-- WORK TO DO --
Reproduce every line of the material below, starting with its first line and going on through the line with "68, 0, 255, 565". Shift each coordinate in the answer bounding boxes up by 127, keep the requests and their sample coordinates unchanged, and leave the pictures out.
--- BEGIN ITEMS ---
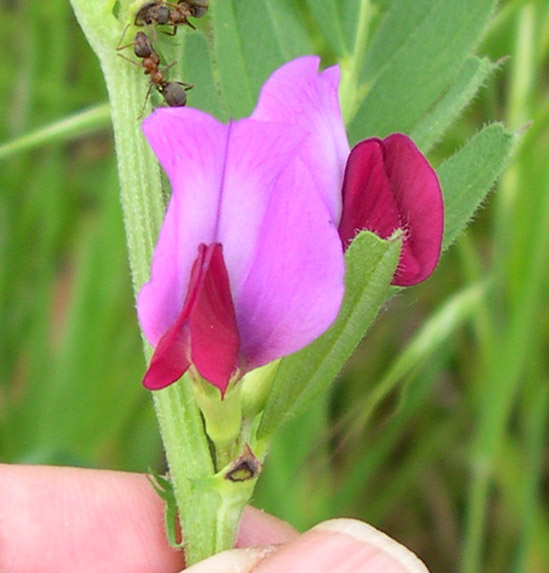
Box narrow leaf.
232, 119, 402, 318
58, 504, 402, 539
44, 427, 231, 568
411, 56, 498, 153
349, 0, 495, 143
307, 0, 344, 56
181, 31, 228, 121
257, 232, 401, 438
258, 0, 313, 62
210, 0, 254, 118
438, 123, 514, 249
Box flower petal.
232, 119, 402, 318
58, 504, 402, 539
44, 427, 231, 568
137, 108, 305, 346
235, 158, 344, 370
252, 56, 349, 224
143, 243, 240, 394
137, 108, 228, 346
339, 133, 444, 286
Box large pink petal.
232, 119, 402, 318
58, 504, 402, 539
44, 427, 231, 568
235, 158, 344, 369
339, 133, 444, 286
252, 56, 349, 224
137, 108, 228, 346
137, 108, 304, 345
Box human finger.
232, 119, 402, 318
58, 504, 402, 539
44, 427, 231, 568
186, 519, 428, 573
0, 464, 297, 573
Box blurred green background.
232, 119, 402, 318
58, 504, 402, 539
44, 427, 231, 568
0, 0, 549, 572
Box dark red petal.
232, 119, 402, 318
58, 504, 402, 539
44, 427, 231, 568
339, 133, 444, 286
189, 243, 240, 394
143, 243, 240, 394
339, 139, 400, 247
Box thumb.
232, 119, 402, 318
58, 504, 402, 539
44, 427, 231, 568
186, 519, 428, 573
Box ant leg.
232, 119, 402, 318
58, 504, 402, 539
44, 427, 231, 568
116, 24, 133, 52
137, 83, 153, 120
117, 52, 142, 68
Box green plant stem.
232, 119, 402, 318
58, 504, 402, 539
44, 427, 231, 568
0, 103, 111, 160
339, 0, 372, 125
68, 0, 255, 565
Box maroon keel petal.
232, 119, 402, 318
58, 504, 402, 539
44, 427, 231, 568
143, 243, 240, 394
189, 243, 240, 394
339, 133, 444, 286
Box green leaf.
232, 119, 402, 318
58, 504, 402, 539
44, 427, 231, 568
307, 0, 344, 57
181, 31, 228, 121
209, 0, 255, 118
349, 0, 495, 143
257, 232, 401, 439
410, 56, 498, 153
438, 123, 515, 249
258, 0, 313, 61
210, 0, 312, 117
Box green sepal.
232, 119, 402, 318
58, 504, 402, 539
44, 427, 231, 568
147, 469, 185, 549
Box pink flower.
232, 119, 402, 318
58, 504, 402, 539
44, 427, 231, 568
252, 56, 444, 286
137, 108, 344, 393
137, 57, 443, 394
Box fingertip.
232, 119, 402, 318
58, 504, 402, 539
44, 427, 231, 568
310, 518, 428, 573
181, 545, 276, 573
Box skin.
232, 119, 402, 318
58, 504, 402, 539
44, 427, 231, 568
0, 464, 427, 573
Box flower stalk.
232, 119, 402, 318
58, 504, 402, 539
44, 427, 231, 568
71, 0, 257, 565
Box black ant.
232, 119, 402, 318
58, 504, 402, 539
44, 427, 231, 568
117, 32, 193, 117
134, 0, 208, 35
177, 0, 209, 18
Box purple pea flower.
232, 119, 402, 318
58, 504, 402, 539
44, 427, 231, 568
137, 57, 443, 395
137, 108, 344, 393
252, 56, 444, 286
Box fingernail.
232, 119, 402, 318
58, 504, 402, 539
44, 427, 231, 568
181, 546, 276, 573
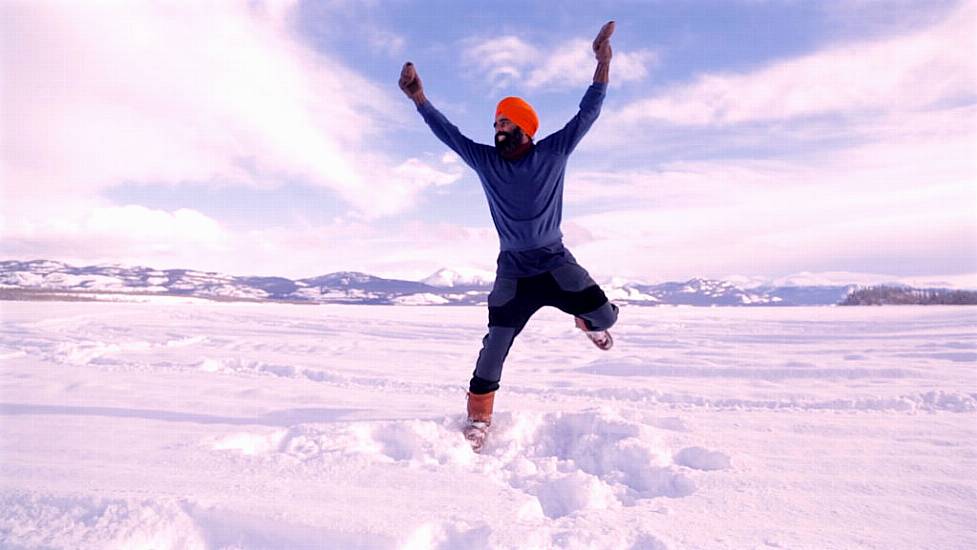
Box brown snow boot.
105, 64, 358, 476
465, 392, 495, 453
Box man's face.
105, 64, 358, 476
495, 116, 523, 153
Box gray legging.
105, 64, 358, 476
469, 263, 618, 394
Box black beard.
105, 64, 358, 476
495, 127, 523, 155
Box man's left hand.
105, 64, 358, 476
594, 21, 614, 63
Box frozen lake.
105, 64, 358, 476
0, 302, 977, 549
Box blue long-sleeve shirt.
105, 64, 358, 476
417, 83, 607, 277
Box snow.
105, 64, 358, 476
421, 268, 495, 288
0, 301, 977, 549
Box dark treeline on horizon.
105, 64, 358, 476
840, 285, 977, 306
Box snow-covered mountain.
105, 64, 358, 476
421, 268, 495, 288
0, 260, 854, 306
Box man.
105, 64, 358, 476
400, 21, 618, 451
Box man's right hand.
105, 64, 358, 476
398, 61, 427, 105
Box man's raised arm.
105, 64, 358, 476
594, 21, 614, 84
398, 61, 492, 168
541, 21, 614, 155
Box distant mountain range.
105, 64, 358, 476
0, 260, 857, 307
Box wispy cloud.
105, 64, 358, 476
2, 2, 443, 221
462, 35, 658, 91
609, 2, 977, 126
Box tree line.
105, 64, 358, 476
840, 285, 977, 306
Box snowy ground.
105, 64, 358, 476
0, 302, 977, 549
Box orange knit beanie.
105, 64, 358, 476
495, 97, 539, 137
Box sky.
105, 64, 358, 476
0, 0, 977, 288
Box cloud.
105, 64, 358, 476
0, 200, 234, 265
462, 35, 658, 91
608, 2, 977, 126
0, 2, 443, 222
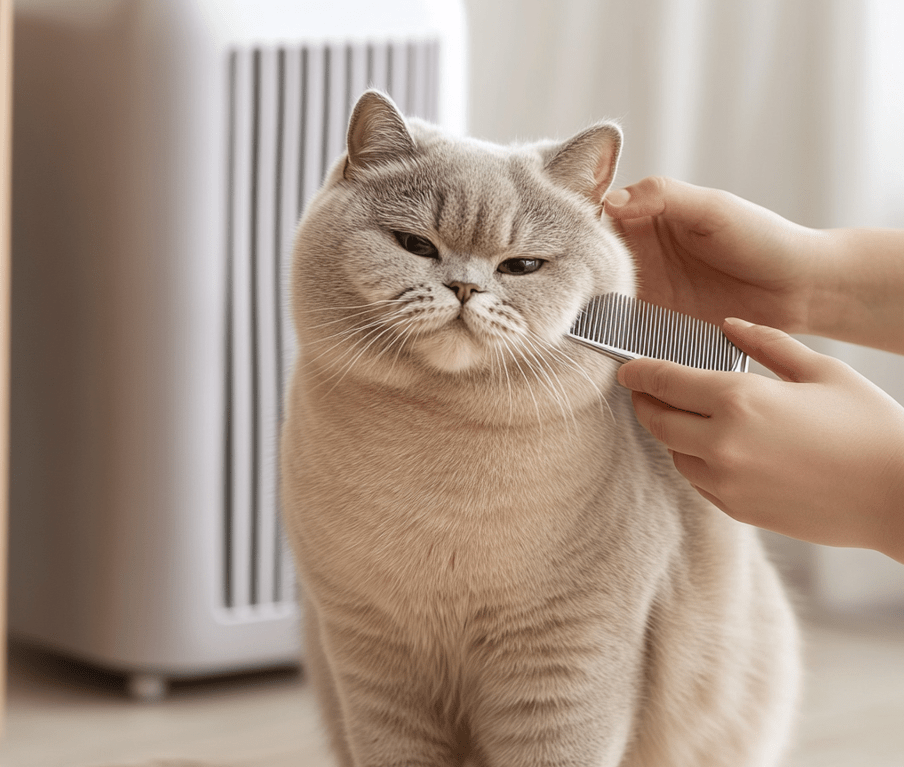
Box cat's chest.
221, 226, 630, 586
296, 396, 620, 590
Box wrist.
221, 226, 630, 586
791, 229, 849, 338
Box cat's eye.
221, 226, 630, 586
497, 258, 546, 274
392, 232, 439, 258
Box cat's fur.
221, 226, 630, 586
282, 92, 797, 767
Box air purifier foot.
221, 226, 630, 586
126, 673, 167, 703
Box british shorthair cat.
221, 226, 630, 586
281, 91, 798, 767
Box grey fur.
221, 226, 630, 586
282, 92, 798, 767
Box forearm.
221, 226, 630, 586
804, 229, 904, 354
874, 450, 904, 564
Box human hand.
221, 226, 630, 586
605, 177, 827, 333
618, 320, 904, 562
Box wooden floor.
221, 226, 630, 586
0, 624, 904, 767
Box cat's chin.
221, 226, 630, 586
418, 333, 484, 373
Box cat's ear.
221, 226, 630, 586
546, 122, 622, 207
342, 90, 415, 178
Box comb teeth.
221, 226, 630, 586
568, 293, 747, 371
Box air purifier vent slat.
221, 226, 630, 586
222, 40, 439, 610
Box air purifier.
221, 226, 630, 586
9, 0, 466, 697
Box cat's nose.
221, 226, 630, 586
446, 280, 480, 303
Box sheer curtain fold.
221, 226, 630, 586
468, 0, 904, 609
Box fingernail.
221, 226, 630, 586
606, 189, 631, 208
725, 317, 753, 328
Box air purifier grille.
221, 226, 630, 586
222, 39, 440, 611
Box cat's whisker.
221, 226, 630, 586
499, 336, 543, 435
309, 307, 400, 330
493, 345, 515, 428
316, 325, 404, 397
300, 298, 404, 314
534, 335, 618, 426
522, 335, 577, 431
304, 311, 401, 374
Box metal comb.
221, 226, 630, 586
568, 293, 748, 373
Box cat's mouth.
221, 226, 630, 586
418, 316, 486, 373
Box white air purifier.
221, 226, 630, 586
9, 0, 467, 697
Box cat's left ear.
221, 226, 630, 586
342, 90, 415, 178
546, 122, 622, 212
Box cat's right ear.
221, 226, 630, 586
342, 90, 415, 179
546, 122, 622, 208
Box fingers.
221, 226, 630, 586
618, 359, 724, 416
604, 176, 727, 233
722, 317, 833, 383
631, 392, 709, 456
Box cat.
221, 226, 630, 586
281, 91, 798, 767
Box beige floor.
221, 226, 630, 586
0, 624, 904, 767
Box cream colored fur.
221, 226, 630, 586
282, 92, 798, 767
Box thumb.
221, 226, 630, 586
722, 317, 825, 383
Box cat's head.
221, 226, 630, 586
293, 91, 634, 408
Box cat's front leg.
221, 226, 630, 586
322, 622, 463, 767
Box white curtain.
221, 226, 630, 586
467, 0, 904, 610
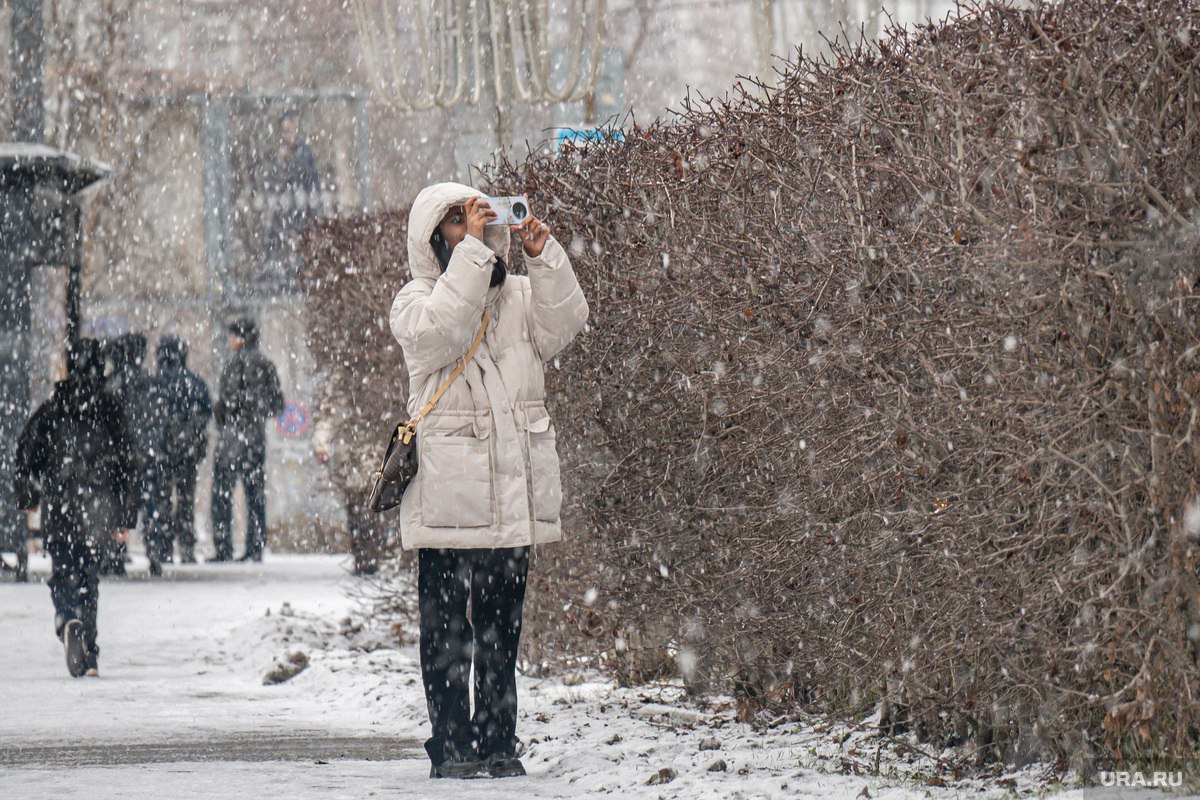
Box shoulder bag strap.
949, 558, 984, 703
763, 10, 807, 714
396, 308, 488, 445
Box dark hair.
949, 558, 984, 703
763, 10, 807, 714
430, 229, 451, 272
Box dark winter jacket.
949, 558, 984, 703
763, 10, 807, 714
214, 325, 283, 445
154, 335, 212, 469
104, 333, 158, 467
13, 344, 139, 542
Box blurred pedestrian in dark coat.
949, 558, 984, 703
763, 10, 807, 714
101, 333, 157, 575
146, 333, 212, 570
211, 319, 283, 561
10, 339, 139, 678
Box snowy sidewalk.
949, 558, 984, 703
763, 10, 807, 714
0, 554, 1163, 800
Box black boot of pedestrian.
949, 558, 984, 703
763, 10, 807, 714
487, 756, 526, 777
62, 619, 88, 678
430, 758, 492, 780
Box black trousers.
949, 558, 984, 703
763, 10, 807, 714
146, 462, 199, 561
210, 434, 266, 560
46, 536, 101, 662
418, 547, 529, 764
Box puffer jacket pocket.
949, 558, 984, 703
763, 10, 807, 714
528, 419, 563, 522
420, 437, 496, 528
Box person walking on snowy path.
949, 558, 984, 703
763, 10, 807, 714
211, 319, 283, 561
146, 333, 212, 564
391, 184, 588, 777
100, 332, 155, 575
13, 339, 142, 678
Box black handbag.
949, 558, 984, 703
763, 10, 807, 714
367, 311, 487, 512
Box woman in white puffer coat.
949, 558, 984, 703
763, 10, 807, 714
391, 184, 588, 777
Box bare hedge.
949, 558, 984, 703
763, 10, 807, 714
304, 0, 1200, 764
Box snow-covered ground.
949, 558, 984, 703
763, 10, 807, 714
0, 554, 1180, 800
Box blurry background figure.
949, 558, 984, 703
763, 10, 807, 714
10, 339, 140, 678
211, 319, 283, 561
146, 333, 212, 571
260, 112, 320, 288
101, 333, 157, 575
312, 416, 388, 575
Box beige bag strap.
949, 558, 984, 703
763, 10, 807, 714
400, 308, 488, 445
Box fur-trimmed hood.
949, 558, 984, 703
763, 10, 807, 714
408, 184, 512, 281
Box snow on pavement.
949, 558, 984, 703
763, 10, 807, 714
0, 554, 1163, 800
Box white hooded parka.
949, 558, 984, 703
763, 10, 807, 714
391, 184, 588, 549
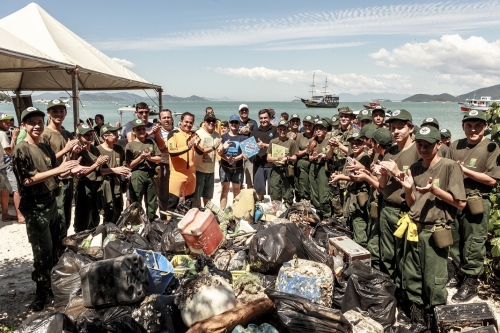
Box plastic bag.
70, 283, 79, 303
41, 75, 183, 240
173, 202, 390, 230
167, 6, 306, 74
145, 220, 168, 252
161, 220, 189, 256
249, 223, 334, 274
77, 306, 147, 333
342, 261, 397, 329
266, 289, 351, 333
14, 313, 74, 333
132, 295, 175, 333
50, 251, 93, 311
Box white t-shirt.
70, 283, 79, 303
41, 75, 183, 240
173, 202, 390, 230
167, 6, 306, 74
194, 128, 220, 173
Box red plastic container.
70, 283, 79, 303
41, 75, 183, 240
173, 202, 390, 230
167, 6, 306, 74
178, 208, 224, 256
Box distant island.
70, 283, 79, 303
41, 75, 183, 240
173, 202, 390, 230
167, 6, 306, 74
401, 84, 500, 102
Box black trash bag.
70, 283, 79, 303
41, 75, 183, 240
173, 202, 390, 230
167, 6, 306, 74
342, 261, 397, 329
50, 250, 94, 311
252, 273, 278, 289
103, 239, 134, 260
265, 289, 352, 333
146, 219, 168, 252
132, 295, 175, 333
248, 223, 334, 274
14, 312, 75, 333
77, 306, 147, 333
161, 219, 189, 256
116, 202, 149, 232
--- END ITEMS ---
-- FINISHED ANSWER --
Box narrow leaf.
232, 119, 402, 318
58, 504, 402, 539
44, 427, 231, 568
538, 183, 625, 280
476, 127, 622, 270
434, 127, 471, 183
308, 158, 355, 248
384, 359, 528, 565
385, 127, 440, 189
337, 127, 381, 245
565, 250, 641, 376
Box flower petal.
232, 119, 402, 318
58, 504, 402, 539
44, 427, 231, 568
264, 235, 432, 473
362, 285, 471, 497
379, 183, 476, 351
270, 370, 367, 521
264, 235, 355, 473
466, 260, 571, 413
Box large pink petal.
232, 119, 402, 318
58, 504, 402, 539
44, 427, 231, 568
362, 285, 471, 496
466, 260, 571, 413
379, 183, 476, 351
264, 235, 355, 473
264, 235, 431, 472
Box human finger.
232, 119, 402, 318
58, 504, 402, 539
44, 427, 231, 568
313, 646, 555, 700
127, 591, 424, 700
Box blurred green background.
232, 119, 402, 318
58, 504, 402, 539
44, 427, 231, 568
127, 127, 676, 699
Box dark red petal.
232, 119, 402, 318
58, 504, 402, 539
44, 427, 231, 568
466, 260, 571, 413
316, 370, 367, 521
270, 370, 367, 521
466, 266, 527, 374
Box thumb.
232, 119, 402, 318
58, 504, 402, 539
44, 427, 231, 568
313, 646, 555, 700
Box ant leg.
232, 119, 402, 318
58, 504, 402, 539
44, 427, 231, 568
243, 151, 260, 179
264, 210, 280, 247
244, 179, 269, 195
Box green plant stem.
232, 119, 402, 318
58, 504, 402, 539
44, 427, 231, 568
127, 230, 238, 287
466, 127, 499, 252
195, 127, 382, 692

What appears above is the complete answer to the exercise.